Object point labels
· · · · ·

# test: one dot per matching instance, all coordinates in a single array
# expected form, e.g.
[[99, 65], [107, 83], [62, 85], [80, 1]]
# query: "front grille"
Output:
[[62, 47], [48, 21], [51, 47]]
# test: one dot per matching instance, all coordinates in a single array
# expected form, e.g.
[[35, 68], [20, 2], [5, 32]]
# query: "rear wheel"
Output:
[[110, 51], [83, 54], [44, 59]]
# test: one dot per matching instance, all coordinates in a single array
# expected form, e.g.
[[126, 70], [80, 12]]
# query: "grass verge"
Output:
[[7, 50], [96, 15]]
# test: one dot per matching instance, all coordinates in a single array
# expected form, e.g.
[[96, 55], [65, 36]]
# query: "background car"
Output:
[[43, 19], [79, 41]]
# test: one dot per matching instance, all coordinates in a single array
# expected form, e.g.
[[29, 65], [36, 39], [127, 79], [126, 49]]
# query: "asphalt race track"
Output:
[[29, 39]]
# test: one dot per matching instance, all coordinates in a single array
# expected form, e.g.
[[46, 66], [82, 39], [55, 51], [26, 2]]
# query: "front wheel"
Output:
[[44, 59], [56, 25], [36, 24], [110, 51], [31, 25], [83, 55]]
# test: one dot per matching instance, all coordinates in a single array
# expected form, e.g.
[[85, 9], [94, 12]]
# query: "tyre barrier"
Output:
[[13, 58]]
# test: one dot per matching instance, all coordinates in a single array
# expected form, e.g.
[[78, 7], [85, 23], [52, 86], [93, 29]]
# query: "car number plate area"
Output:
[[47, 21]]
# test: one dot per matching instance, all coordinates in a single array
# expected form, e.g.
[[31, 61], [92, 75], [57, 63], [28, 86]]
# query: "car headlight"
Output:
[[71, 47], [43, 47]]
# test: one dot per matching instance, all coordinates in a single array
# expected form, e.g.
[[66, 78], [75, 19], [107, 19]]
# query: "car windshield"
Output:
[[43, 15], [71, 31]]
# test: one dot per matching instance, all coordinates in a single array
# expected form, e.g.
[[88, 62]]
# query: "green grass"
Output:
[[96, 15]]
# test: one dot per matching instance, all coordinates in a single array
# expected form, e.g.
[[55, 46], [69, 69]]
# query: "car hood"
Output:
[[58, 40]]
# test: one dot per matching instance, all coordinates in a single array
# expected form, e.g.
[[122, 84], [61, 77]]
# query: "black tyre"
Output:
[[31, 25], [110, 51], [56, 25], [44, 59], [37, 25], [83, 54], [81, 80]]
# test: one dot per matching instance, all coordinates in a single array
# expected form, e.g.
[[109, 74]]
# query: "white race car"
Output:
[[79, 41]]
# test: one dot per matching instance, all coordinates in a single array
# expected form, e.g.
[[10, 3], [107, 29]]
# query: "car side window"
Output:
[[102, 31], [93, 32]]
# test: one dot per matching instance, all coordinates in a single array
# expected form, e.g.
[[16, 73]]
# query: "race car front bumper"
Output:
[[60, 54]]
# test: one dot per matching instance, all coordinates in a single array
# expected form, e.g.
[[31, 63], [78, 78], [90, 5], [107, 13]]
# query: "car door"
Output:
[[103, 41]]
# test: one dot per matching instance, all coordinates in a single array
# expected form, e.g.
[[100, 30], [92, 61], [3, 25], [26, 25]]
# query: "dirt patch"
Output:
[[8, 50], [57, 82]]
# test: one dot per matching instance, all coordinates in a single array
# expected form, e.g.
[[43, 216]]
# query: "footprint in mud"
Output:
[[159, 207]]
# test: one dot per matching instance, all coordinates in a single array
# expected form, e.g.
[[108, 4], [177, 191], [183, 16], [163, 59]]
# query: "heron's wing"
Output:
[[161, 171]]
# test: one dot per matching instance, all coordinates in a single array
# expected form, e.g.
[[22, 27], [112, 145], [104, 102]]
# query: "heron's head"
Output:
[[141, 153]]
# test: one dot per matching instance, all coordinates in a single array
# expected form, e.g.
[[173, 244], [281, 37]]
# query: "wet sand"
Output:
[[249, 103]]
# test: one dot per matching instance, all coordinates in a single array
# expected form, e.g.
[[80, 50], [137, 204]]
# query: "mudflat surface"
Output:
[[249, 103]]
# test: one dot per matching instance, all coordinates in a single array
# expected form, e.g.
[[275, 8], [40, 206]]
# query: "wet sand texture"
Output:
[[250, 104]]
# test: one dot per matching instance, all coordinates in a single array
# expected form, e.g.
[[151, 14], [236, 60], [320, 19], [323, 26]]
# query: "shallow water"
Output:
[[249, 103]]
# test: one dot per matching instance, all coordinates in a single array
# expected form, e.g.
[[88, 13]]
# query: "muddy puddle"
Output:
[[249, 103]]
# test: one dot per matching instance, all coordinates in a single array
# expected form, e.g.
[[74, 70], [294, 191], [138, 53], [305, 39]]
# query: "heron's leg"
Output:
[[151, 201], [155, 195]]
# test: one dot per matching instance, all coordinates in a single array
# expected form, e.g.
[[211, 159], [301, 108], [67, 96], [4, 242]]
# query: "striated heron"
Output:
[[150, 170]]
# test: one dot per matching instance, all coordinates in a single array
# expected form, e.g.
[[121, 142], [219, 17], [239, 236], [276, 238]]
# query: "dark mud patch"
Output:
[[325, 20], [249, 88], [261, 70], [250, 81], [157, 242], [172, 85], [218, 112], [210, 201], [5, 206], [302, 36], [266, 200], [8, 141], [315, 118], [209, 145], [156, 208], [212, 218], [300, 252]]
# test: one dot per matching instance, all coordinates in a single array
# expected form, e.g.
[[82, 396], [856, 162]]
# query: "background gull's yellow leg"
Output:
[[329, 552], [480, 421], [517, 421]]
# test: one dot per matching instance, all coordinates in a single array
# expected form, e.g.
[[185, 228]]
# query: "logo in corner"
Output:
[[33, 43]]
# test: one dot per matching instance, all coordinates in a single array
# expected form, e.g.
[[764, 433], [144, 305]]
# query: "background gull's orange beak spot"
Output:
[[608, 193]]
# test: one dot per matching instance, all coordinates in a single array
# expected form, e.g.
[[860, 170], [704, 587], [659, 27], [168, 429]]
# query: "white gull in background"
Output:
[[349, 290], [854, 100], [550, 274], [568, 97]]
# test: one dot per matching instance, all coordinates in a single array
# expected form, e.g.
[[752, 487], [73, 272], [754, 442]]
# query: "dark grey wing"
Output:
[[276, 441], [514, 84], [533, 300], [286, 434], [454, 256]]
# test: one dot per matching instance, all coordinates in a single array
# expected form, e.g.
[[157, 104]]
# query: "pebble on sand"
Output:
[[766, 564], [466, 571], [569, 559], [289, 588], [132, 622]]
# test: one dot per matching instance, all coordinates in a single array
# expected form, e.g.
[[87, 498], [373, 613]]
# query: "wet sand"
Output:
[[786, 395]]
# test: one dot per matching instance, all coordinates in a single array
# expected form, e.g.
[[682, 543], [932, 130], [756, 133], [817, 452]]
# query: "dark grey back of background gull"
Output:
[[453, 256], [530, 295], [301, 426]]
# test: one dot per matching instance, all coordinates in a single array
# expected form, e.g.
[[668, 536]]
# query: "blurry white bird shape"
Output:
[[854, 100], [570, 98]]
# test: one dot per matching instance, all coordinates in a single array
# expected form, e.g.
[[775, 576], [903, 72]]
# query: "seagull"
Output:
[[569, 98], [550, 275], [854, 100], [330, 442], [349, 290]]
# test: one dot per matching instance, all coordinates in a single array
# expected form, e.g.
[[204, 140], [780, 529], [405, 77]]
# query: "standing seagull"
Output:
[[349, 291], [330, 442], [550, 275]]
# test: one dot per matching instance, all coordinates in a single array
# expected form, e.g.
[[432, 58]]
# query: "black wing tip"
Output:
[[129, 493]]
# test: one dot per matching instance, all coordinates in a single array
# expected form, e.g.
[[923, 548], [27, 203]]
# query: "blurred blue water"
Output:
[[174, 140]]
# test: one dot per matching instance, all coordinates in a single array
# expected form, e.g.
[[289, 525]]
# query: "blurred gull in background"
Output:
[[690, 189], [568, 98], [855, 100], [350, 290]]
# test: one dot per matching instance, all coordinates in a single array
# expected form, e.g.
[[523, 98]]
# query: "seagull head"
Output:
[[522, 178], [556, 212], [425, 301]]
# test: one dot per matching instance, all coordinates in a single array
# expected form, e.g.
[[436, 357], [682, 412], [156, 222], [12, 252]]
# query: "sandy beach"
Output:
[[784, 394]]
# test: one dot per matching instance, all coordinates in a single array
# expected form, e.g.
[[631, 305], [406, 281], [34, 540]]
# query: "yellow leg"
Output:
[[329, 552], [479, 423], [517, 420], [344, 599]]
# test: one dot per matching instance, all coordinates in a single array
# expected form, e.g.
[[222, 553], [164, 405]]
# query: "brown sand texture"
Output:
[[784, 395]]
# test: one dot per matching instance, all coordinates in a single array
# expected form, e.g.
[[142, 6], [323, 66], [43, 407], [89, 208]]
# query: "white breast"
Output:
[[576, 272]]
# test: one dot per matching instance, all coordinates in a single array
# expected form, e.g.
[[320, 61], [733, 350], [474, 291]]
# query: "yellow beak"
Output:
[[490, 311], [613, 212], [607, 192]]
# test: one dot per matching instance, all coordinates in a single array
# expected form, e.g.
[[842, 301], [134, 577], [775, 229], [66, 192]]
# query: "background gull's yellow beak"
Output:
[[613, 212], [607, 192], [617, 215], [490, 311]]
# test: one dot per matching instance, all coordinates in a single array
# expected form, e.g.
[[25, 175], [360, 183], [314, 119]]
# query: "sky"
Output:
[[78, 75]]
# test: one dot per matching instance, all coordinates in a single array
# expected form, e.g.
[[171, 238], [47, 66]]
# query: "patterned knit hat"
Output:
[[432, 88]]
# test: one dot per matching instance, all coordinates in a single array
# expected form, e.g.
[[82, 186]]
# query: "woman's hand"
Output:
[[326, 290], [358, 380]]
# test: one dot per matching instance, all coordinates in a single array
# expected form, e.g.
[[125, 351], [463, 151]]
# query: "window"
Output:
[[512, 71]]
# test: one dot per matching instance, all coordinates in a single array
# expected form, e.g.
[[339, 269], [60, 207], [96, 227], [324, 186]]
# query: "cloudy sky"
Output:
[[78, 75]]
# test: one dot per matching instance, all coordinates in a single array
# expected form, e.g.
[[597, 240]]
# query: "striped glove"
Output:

· · · · ·

• Requirements: Show every line of the items above that contains the string "blurred", copied in full.

• Reply:
# query: "blurred blue water"
# query: "blurred gull in background"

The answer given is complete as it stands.